__TASK BRIEF__
Please copy the records from the start through the line containing "box: [391, 495, 540, 550]", swapping "positive clicks" for "foreground clicks" and leaving everything else as it is.

Stored records
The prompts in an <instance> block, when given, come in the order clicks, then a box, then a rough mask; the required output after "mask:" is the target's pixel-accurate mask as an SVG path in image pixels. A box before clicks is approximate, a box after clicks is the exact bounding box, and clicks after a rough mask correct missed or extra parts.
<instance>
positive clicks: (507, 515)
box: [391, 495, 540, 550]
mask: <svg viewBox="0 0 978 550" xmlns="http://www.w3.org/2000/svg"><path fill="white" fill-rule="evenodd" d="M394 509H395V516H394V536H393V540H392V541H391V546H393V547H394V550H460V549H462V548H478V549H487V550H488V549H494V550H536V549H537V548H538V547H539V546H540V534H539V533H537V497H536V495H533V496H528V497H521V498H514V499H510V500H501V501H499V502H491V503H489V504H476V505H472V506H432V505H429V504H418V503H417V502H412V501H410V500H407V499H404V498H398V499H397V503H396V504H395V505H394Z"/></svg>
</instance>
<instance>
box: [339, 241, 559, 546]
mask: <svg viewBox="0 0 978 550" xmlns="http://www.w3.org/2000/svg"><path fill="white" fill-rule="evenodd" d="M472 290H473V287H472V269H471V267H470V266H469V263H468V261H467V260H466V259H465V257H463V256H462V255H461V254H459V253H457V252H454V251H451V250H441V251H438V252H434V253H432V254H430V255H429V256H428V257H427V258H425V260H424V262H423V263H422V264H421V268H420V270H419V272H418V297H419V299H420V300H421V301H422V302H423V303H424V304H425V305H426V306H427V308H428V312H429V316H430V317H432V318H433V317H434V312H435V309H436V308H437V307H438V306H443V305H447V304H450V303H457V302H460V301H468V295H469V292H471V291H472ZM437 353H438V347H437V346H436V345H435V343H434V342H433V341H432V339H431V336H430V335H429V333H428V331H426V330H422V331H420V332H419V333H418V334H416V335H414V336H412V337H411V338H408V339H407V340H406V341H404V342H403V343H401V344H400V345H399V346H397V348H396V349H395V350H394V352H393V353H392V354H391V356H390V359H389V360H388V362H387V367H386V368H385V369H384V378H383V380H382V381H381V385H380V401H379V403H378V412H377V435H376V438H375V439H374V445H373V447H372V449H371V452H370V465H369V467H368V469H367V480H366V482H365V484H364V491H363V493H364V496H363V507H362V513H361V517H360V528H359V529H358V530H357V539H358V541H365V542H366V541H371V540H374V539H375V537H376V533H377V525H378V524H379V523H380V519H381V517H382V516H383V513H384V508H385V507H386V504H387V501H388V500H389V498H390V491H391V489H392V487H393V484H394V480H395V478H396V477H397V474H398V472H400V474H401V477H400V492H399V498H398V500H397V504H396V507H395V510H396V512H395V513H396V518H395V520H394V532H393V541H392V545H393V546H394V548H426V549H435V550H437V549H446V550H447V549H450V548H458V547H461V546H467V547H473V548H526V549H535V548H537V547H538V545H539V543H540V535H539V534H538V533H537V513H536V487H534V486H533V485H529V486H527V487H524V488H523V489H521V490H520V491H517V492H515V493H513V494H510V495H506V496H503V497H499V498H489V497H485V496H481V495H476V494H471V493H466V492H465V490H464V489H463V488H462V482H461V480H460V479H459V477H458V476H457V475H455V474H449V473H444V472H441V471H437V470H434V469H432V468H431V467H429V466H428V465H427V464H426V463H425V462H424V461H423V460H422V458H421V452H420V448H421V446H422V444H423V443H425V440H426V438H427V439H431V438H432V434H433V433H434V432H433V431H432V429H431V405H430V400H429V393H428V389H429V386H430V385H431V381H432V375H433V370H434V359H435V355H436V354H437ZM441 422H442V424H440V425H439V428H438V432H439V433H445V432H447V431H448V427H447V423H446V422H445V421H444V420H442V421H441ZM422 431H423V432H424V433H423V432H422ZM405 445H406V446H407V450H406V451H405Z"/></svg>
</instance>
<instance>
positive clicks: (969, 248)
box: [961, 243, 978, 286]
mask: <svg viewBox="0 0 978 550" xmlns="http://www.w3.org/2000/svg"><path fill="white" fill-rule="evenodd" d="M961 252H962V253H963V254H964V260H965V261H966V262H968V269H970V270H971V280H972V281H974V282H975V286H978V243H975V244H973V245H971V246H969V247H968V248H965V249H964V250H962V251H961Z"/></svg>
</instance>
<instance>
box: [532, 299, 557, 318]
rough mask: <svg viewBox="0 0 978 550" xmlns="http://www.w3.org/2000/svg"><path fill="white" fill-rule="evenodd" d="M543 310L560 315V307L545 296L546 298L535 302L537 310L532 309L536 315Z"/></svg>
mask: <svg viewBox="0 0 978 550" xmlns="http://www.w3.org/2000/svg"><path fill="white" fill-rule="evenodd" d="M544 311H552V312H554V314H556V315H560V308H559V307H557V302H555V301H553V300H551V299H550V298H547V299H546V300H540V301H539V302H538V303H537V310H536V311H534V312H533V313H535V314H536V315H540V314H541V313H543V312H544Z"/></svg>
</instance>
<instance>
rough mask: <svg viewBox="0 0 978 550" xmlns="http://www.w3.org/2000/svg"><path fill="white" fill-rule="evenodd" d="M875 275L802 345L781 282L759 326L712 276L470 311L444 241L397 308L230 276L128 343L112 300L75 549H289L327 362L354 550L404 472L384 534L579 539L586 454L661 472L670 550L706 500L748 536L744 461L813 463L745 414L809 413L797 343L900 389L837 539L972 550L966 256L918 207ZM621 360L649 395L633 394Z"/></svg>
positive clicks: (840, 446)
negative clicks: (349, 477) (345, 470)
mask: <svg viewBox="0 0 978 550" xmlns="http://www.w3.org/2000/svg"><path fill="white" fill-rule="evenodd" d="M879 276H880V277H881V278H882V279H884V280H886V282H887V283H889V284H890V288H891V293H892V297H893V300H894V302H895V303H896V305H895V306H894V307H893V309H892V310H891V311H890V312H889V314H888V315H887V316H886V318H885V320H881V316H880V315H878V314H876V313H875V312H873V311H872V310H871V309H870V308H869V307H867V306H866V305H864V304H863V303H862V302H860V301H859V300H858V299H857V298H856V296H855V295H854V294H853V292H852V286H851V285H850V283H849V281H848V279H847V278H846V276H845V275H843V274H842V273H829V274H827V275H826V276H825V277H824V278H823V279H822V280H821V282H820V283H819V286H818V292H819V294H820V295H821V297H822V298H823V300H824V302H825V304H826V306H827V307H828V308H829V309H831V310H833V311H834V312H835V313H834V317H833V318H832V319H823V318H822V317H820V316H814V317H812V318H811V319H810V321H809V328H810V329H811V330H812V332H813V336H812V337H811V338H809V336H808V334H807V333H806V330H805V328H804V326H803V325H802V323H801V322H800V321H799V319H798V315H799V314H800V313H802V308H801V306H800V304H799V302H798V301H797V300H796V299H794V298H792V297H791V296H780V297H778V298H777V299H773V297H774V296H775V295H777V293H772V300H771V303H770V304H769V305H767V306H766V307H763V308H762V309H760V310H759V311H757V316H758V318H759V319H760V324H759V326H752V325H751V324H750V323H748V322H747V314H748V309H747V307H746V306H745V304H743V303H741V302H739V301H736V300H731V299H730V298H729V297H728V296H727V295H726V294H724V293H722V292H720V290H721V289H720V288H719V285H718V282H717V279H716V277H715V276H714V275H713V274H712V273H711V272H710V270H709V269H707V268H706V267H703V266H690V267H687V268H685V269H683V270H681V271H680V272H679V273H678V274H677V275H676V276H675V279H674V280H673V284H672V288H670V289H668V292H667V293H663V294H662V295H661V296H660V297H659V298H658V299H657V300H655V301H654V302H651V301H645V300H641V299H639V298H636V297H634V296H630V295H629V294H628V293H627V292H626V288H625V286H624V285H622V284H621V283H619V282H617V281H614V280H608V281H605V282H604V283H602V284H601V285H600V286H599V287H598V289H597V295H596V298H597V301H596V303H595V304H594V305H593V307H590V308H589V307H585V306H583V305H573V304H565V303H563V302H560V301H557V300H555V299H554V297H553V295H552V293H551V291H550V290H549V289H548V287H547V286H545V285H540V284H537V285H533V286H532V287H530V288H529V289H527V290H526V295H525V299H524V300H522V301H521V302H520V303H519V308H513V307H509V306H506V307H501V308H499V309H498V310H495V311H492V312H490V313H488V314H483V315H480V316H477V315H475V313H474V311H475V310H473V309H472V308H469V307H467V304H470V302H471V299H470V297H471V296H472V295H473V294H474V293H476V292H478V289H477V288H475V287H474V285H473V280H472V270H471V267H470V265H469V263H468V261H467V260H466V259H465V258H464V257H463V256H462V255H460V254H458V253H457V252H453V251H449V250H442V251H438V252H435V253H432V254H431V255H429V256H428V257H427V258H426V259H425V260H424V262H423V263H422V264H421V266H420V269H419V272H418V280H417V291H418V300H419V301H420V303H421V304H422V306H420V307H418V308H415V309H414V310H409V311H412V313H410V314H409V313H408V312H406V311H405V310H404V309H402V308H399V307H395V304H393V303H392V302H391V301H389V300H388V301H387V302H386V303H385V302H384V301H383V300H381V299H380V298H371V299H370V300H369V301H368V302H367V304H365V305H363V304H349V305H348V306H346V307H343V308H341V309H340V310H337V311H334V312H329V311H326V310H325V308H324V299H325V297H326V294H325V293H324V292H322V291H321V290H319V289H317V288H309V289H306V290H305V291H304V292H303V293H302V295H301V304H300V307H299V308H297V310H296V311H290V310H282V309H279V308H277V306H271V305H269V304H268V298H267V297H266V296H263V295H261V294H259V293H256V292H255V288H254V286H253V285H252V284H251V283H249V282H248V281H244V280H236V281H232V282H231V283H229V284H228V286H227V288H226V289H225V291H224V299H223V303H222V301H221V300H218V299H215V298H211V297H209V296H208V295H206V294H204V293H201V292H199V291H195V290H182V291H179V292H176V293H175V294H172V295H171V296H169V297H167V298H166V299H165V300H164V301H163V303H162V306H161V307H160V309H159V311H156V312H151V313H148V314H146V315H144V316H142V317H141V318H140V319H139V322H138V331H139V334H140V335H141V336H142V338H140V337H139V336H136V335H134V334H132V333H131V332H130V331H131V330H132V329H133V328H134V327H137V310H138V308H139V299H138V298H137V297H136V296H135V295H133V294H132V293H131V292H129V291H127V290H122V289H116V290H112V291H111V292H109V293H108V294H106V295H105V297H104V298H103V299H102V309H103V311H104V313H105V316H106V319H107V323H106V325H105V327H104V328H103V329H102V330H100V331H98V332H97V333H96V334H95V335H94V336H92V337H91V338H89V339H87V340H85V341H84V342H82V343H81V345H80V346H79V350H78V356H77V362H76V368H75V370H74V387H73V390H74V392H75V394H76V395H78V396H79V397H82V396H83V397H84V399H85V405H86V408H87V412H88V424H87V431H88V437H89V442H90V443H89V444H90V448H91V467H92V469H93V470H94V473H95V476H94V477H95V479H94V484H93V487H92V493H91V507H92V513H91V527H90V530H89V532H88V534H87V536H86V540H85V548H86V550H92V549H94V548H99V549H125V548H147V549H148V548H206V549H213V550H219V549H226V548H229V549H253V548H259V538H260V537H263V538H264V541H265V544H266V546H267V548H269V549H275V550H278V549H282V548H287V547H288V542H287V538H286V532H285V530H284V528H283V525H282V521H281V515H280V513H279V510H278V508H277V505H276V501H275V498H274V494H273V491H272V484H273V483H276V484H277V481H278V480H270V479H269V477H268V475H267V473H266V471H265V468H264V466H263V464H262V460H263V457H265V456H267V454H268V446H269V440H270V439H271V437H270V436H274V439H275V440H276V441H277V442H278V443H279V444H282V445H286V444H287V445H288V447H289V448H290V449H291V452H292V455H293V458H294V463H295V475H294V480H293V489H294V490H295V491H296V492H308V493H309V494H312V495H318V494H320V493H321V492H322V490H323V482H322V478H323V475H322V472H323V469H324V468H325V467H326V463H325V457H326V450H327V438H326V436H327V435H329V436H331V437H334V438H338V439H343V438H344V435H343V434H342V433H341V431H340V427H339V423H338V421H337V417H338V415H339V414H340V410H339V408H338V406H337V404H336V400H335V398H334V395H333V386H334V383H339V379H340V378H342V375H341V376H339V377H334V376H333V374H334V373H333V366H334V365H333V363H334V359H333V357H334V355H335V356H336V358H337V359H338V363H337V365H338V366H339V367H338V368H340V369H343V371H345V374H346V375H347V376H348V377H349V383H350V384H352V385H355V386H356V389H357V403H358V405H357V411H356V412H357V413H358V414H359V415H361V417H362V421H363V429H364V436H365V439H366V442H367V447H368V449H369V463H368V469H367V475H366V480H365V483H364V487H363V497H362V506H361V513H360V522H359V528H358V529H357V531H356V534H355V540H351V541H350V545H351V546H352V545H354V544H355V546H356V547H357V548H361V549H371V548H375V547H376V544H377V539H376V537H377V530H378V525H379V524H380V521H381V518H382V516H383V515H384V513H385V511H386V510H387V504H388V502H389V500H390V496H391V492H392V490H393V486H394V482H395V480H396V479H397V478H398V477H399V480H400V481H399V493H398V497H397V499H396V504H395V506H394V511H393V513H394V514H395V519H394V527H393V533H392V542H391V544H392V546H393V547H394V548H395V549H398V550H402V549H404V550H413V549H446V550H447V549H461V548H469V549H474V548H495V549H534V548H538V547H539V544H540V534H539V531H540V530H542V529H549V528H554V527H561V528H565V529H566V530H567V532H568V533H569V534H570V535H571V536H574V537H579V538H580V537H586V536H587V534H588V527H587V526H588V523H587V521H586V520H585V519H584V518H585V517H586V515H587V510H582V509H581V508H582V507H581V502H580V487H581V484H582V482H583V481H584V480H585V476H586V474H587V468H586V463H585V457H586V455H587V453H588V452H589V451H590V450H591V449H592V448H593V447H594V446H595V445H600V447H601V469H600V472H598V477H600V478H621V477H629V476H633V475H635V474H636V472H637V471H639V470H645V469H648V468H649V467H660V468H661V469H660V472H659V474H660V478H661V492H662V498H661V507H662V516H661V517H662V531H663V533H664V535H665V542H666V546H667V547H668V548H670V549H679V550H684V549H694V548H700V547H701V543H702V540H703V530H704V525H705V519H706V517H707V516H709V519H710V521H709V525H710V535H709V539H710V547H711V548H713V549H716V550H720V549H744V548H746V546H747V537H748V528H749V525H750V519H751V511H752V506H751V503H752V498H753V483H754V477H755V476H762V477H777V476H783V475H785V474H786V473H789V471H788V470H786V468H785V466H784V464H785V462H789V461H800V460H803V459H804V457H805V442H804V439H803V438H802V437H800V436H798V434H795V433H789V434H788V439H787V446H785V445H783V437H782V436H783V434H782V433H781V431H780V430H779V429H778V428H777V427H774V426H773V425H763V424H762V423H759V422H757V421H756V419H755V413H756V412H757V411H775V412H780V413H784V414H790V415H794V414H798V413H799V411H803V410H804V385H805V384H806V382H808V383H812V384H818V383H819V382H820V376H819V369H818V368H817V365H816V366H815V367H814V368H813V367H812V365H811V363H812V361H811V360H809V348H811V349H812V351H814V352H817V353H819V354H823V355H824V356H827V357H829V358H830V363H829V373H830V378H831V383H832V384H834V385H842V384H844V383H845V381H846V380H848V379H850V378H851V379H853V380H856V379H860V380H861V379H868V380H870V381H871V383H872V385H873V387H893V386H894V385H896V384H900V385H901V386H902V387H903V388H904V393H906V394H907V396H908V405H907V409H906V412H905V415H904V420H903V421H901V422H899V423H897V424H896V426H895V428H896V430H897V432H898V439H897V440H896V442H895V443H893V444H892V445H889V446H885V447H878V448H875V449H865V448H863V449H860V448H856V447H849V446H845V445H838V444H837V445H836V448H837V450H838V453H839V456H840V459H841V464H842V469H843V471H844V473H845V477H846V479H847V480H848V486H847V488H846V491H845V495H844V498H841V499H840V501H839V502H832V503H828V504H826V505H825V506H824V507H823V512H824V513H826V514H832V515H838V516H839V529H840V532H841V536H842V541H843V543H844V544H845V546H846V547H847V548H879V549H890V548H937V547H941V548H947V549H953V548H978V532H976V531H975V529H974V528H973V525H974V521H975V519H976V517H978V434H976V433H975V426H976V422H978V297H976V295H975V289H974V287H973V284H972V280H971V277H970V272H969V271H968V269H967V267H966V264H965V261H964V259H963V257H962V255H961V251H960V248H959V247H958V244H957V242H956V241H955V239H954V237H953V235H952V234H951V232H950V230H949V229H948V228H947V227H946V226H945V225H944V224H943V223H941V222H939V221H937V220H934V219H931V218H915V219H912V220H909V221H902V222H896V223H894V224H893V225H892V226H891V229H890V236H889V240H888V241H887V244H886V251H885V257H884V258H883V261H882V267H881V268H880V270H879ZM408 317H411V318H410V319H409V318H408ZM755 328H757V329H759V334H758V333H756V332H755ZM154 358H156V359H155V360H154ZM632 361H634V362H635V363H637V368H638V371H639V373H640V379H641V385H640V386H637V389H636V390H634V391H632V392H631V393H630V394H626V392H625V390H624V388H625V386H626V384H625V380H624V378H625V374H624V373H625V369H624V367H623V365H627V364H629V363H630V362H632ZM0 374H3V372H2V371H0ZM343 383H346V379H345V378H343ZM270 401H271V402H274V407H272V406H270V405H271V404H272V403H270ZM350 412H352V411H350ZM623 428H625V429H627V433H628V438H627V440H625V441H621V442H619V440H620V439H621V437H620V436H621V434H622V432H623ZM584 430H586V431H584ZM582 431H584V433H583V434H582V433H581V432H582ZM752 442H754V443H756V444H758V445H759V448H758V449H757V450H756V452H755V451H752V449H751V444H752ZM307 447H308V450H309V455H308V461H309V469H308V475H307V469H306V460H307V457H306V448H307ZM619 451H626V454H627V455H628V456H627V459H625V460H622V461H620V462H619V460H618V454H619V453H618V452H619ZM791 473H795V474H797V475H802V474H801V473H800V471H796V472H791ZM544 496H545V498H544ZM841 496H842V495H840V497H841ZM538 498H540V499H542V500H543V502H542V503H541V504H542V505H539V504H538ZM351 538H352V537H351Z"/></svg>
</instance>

__RESULT OF THIS EXERCISE__
The prompts in an <instance> block, when given, come in the order clicks, then a box, then a rough mask; the required output after "mask:" is the target's pixel-accurate mask as an SVG path in image pixels. A box before clicks is approximate, a box after clicks is the exact bounding box, and clicks after a rough mask correct missed or extra parts.
<instance>
foreground clicks: (507, 515)
box: [391, 495, 540, 550]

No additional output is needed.